- **Instructions for the task**
Which lines run from the one containing "Locate every instance of the teal" to the end of the entries? Quote them exactly, and nothing else.

★ ★ ★ ★

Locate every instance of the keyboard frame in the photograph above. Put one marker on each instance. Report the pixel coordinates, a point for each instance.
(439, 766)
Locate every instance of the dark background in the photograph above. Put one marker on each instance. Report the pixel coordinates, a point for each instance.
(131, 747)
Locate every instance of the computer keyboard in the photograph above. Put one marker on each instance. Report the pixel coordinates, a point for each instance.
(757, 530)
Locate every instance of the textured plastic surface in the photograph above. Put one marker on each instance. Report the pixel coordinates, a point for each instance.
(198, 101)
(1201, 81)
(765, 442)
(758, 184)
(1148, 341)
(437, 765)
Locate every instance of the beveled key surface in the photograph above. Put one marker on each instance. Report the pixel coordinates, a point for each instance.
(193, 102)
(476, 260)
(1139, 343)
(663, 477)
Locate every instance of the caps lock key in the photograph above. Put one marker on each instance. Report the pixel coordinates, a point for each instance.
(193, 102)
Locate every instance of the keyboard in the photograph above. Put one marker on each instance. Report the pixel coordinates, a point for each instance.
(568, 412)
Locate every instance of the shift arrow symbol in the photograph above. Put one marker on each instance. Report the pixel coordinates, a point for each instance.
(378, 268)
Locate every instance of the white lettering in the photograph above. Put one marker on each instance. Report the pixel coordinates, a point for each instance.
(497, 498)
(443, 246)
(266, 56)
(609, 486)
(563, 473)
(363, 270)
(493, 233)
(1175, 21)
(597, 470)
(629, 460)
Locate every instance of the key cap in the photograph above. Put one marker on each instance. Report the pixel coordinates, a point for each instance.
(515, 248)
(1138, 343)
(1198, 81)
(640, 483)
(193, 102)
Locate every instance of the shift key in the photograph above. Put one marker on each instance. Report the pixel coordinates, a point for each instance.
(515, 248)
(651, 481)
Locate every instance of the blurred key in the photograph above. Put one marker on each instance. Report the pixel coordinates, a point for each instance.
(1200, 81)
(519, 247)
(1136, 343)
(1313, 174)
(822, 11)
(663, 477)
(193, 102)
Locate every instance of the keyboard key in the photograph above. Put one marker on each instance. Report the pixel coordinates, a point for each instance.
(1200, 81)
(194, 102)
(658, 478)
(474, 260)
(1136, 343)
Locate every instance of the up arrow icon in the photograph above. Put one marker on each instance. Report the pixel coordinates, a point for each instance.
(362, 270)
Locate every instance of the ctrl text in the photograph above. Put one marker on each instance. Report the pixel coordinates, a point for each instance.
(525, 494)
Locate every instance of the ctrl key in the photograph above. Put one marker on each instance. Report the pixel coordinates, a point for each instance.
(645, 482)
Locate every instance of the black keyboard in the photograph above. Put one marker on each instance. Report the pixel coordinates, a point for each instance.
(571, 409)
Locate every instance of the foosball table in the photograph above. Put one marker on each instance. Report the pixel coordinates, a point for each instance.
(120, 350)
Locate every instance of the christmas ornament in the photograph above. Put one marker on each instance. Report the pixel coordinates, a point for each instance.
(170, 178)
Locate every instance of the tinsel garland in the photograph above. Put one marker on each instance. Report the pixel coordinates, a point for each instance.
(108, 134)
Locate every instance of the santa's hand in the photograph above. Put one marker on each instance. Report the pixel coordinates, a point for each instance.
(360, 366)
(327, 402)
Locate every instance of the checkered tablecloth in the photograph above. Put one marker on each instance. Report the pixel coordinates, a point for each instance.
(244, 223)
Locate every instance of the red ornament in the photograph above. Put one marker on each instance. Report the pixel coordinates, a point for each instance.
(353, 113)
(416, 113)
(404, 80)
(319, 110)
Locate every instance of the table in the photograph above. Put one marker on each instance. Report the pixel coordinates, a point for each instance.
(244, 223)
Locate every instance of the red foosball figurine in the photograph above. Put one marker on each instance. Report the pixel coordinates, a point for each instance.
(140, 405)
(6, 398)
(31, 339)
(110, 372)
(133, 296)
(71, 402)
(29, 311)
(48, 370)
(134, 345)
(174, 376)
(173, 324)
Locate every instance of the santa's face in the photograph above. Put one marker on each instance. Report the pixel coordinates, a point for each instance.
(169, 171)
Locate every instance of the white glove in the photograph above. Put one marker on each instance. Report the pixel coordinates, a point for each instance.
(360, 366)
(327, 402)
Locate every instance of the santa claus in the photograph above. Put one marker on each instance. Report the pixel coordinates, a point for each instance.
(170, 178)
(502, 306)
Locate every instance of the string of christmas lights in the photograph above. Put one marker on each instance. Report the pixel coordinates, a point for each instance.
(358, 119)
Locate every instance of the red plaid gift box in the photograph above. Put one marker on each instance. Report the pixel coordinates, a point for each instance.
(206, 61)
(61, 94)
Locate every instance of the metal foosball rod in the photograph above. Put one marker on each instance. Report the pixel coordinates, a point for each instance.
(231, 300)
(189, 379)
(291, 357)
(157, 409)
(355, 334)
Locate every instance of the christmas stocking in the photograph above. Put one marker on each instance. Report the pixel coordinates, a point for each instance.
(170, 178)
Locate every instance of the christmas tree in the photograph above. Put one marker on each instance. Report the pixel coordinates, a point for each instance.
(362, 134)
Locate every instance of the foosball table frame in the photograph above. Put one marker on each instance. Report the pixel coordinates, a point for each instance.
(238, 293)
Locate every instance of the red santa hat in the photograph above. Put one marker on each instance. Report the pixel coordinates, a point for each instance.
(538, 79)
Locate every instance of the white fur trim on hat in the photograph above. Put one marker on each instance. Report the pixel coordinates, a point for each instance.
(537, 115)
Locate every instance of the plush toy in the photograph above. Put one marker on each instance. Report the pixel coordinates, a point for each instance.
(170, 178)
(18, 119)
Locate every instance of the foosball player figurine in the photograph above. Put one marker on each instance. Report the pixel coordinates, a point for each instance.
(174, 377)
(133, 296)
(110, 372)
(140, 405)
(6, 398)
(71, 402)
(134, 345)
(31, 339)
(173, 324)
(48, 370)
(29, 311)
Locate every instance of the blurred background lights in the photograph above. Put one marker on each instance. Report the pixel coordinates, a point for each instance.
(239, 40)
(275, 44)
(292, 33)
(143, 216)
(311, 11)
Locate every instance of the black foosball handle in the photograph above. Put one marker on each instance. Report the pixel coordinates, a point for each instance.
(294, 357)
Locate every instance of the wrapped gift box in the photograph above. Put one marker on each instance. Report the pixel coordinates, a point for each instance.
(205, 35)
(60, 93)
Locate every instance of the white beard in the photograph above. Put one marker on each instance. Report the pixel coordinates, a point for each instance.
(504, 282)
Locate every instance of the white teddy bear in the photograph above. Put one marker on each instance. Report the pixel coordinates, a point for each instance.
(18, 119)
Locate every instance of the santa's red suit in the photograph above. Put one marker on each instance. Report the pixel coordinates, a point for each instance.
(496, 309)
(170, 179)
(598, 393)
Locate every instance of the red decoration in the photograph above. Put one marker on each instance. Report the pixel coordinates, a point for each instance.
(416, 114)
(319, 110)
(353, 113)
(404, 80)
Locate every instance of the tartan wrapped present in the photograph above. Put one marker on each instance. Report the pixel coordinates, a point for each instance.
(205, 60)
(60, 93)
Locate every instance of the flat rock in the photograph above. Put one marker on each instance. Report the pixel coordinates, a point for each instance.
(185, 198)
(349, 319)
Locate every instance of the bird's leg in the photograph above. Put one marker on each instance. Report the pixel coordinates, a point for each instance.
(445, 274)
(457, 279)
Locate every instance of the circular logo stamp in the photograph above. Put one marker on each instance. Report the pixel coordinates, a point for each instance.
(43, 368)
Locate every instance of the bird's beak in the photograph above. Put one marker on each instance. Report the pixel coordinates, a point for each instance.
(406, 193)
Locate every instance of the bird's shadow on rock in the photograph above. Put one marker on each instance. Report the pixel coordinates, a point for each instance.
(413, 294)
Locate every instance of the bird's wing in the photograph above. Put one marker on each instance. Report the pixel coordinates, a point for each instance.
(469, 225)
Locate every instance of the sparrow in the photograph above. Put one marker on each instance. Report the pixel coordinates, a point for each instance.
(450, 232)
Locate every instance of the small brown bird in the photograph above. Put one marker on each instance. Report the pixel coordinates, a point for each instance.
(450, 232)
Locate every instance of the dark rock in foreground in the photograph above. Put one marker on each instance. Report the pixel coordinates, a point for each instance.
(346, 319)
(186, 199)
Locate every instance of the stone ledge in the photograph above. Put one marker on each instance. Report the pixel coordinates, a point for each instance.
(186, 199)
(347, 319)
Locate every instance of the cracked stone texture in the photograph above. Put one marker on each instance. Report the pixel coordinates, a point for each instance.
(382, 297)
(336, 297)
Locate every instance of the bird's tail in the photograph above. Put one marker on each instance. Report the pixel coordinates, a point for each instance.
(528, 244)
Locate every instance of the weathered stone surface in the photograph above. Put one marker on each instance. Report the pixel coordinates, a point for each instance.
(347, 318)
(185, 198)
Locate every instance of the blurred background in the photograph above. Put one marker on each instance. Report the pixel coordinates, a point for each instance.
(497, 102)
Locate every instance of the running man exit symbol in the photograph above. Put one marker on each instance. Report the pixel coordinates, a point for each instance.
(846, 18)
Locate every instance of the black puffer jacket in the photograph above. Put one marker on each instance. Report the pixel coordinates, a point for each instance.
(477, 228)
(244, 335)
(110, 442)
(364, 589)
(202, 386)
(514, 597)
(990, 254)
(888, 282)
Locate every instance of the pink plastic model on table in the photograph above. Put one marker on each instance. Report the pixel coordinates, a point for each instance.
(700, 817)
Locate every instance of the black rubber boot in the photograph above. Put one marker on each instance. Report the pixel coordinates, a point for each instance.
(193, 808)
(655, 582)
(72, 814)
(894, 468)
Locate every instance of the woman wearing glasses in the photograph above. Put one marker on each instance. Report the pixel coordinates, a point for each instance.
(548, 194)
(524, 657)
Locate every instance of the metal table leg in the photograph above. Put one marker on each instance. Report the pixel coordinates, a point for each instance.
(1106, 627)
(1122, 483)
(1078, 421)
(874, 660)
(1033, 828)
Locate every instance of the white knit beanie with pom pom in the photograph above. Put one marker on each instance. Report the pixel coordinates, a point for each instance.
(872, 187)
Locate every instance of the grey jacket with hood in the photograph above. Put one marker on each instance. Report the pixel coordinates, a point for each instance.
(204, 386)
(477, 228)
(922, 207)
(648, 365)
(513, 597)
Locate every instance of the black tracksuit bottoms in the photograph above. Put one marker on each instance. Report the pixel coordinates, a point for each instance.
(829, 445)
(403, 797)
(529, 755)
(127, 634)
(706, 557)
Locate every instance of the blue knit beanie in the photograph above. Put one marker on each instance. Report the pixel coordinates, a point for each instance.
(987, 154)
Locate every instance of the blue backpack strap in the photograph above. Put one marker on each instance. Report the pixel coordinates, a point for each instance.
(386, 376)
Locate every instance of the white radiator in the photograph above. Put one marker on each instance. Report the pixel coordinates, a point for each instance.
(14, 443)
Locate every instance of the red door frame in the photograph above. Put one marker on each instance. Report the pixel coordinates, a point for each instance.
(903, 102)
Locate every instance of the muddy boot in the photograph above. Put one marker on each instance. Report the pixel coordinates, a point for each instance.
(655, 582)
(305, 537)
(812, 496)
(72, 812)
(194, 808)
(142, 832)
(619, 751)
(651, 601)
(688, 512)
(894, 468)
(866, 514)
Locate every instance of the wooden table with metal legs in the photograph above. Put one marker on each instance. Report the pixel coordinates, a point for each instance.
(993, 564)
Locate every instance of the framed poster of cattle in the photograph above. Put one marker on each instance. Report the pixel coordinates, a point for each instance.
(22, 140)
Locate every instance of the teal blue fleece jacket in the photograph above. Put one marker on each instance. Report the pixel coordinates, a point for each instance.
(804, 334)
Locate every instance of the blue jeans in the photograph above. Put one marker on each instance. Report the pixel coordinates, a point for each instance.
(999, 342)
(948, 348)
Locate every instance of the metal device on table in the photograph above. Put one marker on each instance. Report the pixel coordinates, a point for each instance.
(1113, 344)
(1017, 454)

★ ★ ★ ★

- **Solution for this exercise**
Locate every instance of the teal blue fleece jacket in the photograph above. Put one marker on each instance. Report the pixel coordinates, a point for each instance.
(804, 334)
Locate every instance of the blue jeans in the photograph above. Put one marker on each instance. Report the pixel coordinates, a point for each instance.
(999, 342)
(948, 348)
Locate every instance of the metal device on table in the photograph above. Put one marker on each instance. Report the pixel coordinates, a point for each instance.
(1113, 344)
(1017, 454)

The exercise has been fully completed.